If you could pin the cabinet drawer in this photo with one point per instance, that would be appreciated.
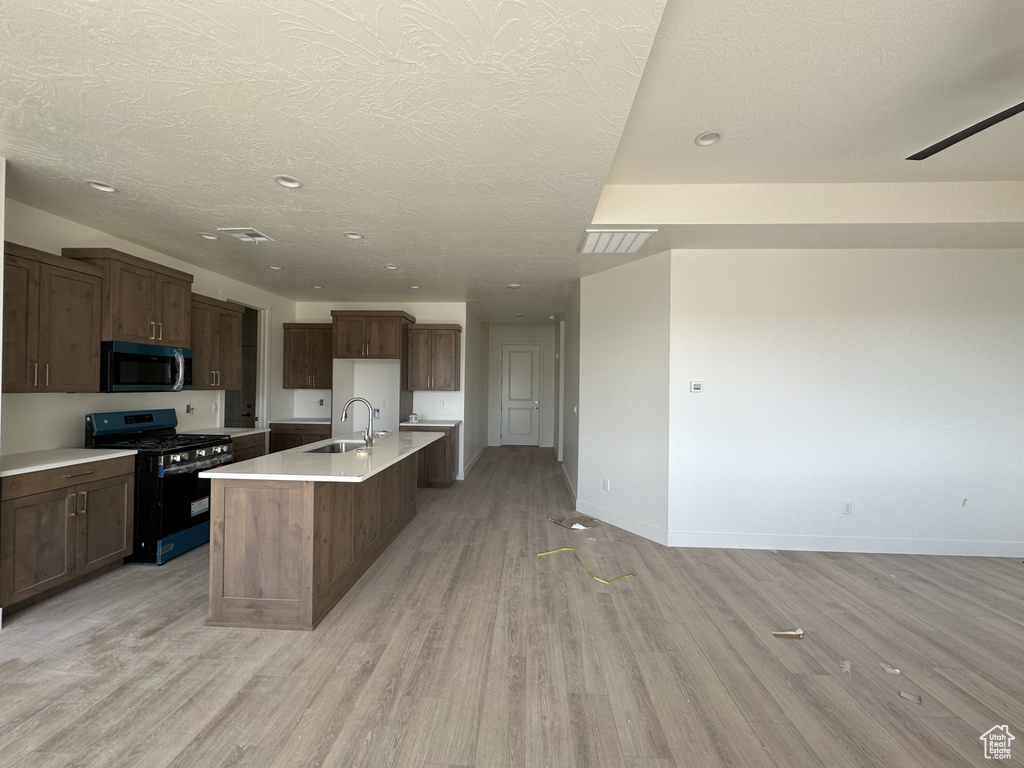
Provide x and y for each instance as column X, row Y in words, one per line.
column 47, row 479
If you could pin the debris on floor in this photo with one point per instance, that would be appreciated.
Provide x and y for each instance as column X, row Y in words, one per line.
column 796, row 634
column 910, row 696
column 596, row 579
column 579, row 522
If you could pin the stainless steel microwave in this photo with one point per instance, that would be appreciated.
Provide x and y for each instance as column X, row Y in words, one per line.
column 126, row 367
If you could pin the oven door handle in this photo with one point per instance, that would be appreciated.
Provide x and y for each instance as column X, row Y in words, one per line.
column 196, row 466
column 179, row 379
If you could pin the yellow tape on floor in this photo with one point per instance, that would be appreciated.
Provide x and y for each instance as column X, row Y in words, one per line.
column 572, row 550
^^^^^^^^^^^^^^^^
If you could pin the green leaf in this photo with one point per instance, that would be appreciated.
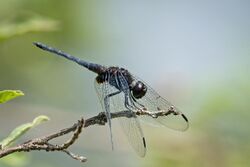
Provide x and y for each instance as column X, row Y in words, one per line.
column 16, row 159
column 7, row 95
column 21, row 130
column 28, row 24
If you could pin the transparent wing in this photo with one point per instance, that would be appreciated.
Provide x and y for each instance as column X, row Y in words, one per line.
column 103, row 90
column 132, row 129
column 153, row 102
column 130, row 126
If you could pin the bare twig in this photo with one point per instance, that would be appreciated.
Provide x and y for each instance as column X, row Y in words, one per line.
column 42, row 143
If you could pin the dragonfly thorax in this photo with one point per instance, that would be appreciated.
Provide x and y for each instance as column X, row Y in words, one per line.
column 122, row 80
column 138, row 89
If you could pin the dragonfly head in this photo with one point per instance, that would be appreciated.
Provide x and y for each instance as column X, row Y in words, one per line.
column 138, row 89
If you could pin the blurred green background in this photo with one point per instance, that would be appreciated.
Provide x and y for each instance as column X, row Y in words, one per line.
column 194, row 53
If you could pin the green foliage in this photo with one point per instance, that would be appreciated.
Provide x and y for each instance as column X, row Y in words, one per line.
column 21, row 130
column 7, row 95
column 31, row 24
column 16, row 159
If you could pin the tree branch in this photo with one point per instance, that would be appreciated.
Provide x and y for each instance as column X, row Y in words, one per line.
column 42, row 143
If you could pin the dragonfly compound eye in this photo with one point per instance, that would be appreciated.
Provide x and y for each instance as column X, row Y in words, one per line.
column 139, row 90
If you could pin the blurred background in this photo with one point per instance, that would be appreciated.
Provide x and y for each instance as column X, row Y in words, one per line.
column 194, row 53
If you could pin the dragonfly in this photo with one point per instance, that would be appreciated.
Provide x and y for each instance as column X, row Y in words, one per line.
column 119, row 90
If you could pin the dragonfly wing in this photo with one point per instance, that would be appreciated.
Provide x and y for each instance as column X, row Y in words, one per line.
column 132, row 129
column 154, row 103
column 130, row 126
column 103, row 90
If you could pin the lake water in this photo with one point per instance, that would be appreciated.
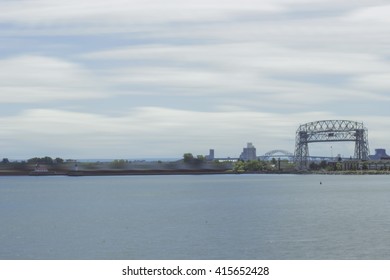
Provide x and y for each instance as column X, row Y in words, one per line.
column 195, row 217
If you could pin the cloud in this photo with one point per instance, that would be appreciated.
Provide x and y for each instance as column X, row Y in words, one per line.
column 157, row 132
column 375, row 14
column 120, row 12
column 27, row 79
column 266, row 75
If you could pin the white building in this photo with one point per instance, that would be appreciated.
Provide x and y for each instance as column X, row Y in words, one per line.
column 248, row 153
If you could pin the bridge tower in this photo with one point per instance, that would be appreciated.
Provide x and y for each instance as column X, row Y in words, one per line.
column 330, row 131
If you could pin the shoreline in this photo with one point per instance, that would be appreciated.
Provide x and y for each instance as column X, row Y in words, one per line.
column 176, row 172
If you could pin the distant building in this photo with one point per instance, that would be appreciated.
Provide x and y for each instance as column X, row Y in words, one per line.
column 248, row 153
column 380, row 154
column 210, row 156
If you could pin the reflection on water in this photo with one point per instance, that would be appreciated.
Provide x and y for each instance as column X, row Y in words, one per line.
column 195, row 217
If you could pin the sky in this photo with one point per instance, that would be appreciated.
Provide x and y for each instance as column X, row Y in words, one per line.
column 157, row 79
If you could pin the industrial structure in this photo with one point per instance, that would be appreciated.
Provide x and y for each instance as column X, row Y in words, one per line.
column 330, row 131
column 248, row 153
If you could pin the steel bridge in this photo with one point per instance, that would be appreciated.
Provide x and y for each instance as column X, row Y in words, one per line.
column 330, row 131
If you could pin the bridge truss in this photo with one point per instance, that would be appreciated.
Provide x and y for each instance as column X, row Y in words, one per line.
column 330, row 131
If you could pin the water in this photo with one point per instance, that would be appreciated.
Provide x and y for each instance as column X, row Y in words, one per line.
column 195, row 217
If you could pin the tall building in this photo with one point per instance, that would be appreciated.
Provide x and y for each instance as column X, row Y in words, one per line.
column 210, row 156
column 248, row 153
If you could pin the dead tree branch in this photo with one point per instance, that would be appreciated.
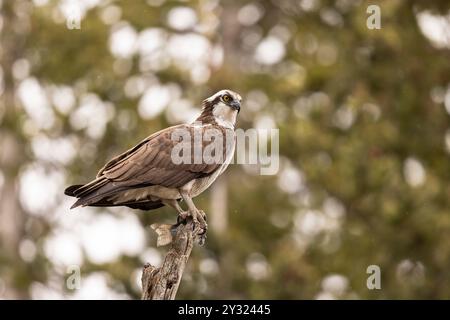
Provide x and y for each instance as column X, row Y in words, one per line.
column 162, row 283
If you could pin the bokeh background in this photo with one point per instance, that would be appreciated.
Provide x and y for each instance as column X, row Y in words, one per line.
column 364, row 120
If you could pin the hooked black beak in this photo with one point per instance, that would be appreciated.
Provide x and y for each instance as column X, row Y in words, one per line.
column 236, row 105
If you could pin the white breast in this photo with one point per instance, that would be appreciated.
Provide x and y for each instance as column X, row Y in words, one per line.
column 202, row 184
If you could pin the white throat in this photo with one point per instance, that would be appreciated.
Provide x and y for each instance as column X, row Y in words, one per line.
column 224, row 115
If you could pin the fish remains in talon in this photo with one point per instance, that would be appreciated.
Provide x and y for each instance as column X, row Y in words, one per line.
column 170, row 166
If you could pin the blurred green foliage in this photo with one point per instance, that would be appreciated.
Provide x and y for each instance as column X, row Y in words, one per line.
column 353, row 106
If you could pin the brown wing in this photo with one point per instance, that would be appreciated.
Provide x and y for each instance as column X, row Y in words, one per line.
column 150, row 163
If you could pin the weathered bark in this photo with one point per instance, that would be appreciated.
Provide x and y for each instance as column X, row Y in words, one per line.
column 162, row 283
^^^^^^^^^^^^^^^^
In the listing above, how many lines include the string "wing"? Say only the number.

- Exercise output: 3